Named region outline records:
########################################

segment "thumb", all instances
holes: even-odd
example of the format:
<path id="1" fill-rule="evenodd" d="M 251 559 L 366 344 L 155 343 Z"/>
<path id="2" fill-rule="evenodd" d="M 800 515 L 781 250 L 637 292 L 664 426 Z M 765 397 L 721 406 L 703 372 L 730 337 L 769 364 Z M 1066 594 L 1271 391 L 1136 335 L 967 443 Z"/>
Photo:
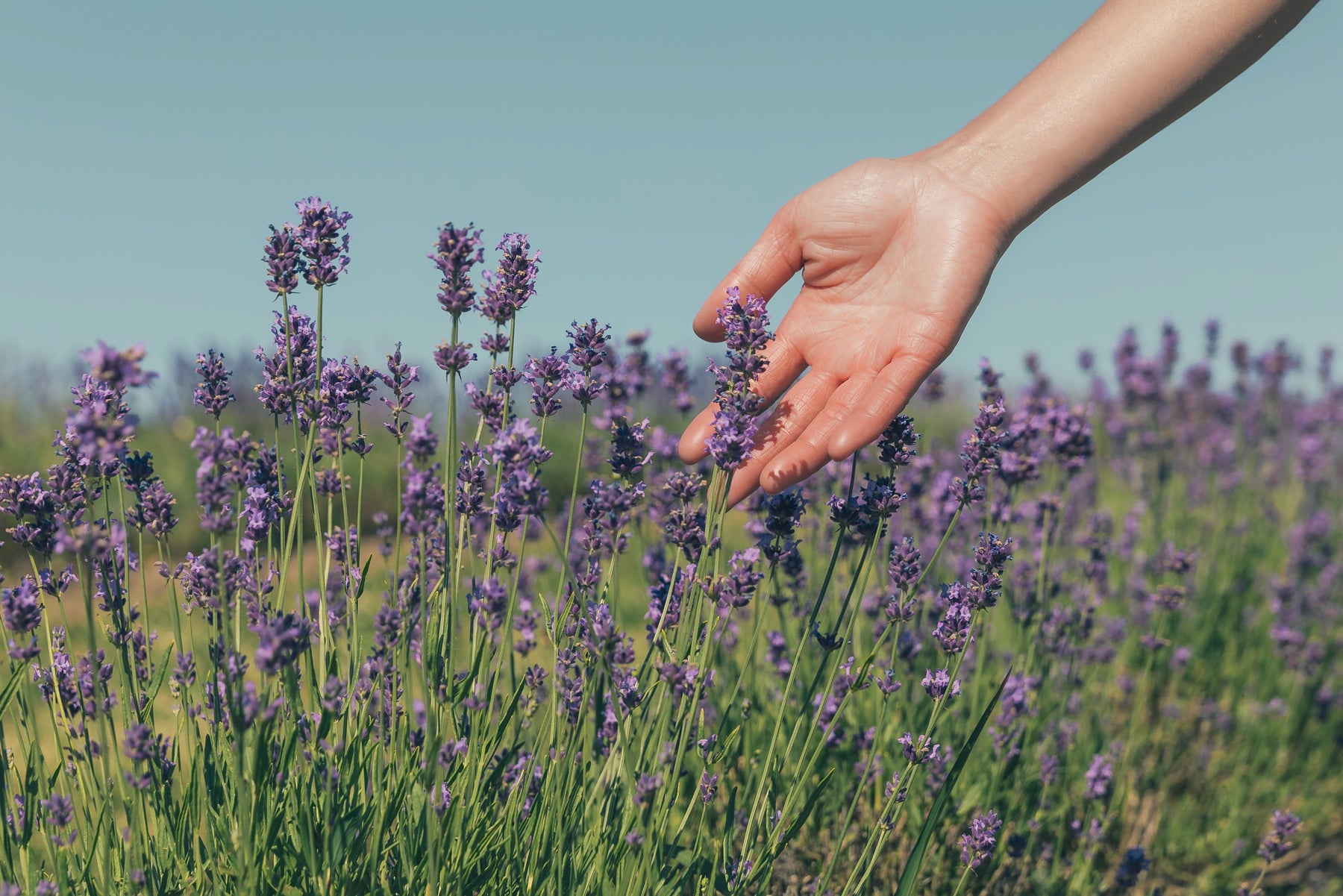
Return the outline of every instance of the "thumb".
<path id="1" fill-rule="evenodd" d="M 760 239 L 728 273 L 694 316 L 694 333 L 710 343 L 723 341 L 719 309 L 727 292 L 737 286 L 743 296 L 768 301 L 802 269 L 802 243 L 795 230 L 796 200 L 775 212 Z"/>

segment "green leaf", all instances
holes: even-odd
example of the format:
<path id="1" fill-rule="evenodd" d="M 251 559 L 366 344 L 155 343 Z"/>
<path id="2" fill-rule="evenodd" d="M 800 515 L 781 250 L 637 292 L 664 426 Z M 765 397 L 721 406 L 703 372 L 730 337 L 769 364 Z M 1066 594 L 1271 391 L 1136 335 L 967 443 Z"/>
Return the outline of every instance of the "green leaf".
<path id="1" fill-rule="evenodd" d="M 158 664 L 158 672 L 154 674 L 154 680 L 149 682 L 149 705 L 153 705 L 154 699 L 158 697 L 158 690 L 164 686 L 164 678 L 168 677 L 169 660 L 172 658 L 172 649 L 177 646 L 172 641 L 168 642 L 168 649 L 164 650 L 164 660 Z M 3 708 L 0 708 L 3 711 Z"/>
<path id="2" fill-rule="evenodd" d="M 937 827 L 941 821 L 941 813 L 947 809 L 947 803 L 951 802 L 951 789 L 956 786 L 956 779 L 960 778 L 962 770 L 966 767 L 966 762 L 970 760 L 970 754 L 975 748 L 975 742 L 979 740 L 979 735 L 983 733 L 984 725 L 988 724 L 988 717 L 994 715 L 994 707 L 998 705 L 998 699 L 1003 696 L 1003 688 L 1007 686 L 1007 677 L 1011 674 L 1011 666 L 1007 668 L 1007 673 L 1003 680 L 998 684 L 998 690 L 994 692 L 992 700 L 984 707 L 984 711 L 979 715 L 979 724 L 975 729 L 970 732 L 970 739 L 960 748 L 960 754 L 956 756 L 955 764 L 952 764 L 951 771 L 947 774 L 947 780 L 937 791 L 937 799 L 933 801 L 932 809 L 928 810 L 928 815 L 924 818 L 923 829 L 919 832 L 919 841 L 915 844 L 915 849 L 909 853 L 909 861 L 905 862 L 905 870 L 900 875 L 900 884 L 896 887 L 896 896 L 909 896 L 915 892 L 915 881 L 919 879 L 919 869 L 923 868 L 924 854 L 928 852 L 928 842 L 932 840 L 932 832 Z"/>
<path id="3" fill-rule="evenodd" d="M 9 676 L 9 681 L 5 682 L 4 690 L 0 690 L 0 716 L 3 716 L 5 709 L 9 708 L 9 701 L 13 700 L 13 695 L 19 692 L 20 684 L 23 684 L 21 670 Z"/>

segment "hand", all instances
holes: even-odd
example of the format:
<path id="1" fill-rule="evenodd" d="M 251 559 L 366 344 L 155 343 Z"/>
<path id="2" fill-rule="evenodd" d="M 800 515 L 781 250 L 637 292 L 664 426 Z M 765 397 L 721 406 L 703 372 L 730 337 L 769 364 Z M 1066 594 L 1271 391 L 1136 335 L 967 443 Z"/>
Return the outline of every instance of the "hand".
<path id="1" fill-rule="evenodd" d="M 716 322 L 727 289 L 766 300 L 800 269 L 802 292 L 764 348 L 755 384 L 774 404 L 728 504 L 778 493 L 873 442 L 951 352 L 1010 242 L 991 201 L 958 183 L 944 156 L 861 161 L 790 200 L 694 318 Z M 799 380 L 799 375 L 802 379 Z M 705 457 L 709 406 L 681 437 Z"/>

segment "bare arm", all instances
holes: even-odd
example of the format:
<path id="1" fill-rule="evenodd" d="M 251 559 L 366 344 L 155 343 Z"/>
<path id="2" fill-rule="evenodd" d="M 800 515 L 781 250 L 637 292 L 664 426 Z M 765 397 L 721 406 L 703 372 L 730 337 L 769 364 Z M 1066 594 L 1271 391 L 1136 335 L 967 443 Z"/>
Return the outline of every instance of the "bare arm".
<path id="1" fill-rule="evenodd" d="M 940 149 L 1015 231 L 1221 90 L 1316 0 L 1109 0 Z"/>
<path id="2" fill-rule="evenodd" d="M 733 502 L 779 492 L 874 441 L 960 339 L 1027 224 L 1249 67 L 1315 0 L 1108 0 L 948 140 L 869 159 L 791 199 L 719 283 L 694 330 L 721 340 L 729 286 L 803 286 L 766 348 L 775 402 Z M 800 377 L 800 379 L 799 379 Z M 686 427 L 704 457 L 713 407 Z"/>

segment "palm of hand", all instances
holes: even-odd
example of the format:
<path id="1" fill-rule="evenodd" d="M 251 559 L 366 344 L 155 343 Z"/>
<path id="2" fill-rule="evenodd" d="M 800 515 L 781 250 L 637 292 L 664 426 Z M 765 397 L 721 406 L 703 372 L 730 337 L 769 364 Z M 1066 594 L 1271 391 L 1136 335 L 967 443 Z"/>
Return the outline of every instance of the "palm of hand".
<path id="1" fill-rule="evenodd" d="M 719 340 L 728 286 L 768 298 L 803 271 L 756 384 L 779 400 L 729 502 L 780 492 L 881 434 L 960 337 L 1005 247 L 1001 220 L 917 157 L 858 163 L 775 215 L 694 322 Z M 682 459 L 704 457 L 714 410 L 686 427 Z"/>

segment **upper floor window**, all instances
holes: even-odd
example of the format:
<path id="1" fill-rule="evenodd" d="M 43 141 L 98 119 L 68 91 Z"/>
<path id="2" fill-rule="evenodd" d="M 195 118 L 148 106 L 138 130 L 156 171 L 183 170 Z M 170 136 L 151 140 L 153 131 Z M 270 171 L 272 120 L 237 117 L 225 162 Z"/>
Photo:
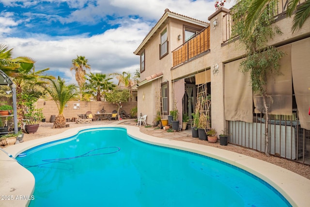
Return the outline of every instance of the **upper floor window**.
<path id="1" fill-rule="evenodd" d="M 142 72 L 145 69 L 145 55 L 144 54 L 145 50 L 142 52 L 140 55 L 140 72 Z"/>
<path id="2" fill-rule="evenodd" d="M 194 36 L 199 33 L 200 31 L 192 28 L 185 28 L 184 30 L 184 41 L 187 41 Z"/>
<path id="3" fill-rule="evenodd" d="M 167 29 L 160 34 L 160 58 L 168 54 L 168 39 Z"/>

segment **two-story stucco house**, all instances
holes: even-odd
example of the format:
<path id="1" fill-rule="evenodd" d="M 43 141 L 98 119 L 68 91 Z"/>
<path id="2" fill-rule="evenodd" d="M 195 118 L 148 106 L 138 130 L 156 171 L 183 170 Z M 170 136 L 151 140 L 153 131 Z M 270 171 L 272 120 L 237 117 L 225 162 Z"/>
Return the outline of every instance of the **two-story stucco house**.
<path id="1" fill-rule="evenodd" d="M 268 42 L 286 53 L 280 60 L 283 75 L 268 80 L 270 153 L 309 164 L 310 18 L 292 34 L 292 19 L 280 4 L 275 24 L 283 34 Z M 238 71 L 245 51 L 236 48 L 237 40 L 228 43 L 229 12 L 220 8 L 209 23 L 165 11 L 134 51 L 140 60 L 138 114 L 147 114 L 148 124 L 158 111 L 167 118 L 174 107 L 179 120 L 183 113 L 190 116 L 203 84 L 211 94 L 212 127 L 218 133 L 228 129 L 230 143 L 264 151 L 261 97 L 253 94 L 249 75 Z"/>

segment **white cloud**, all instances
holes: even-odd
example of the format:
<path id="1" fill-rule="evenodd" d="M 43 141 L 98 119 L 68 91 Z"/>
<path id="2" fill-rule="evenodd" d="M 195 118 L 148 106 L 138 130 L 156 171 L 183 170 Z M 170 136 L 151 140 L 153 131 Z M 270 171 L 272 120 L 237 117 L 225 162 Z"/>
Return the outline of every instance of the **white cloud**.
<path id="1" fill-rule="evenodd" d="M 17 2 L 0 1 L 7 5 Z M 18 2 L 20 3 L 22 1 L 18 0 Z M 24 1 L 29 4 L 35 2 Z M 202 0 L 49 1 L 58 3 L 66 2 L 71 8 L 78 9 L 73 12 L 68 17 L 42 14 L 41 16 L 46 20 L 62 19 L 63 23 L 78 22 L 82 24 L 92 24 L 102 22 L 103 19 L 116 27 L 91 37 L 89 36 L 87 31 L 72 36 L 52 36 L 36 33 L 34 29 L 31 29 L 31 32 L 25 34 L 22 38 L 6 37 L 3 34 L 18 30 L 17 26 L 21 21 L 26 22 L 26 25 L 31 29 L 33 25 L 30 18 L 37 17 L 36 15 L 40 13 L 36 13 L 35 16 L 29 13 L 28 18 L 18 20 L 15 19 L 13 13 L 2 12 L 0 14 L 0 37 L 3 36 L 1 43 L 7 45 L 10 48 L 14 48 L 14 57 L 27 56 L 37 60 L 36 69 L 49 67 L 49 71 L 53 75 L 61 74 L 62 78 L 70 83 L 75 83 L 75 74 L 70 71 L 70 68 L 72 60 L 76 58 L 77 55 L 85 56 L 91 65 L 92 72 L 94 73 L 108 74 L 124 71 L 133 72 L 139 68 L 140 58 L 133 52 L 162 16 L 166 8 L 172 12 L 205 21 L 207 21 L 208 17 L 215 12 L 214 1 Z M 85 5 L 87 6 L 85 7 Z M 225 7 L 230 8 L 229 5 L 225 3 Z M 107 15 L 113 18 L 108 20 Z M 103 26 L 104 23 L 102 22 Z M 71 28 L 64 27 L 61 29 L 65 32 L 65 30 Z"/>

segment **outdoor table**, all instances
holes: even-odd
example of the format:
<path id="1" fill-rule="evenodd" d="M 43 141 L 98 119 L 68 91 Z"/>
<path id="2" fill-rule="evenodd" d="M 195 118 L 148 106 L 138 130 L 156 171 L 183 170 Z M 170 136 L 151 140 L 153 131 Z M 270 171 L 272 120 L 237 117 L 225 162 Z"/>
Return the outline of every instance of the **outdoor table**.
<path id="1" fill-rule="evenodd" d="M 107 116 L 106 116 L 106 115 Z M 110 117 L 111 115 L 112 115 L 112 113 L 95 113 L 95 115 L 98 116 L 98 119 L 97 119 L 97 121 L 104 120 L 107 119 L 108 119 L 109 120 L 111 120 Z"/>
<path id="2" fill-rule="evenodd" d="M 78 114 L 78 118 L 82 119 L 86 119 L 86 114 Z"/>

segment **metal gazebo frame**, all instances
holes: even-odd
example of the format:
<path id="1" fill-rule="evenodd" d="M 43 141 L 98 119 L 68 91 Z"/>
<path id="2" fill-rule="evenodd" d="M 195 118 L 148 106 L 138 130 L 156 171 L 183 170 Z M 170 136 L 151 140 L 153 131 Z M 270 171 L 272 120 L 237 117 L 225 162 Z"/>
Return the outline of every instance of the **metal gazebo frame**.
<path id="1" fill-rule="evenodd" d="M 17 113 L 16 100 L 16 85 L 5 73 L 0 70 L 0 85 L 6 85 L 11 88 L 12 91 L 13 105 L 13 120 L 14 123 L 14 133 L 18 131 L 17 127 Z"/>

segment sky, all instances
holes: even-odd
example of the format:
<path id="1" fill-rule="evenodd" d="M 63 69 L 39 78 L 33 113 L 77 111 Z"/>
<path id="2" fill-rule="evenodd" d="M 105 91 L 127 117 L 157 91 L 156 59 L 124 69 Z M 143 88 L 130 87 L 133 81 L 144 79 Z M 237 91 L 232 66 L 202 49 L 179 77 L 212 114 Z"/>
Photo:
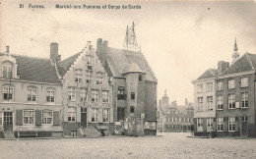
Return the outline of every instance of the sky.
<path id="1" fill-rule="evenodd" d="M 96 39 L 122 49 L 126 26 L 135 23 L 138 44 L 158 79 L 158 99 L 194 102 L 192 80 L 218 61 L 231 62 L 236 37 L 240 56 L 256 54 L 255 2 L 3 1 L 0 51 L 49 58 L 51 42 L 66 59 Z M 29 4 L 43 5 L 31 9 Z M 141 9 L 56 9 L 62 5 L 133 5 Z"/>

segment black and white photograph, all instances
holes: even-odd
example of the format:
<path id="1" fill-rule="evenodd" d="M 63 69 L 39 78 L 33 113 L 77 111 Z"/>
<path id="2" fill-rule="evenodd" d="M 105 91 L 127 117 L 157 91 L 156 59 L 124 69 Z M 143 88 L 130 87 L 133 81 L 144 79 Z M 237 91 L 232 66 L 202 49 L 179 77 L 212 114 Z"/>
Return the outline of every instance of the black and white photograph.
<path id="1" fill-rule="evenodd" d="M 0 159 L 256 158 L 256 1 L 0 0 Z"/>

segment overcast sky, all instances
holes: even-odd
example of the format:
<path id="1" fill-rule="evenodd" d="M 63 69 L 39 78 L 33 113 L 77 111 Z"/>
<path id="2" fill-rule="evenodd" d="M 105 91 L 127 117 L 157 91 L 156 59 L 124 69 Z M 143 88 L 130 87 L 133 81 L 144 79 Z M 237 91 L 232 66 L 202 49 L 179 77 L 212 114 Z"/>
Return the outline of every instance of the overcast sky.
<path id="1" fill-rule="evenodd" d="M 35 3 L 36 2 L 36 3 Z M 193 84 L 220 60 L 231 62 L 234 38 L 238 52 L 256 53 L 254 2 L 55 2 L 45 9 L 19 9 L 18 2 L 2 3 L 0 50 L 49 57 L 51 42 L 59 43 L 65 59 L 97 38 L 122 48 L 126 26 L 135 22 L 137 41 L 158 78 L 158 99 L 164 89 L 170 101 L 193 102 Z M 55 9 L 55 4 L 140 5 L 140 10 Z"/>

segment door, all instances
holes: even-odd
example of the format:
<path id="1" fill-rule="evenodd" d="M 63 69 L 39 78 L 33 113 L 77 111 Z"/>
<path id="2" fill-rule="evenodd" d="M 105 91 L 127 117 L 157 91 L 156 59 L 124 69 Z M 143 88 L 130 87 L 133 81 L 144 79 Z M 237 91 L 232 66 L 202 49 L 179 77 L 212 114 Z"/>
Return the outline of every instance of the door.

########################################

GIVEN INSTRUCTION:
Copy the material verbatim from the line with "segment **white cloud**, all instances" up to and including the line with "Return the outline of every instance of the **white".

TASK RESPONSE:
segment **white cloud**, all instances
holes: even-odd
example of the format:
<path id="1" fill-rule="evenodd" d="M 43 141 L 98 119 L 68 91 Z"/>
<path id="2" fill-rule="evenodd" d="M 195 118 L 148 106 L 138 130 L 156 171 L 183 170 Z M 170 136 L 151 140 L 153 131 Z M 270 171 L 272 120 L 237 117 L 225 162 Z"/>
Return the outline of every instance of the **white cloud**.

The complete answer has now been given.